[Rows from a dataset for pointing]

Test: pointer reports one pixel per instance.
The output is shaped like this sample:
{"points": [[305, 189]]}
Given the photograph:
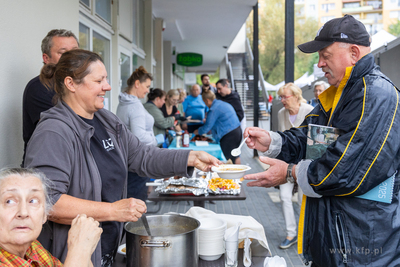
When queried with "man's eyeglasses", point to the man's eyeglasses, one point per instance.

DESCRIPTION OF THE TASK >> Rewrite these lines with every instance of "eyeglasses" switched to "spectacles", changing nothing else, and leave out the picture.

FINAL RESULT >>
Test: pointer reports one pixel per instance.
The output is shaped like this sample:
{"points": [[305, 189]]}
Given the photograph:
When queried with "man's spectacles", point to the man's spectacles, one point per instance.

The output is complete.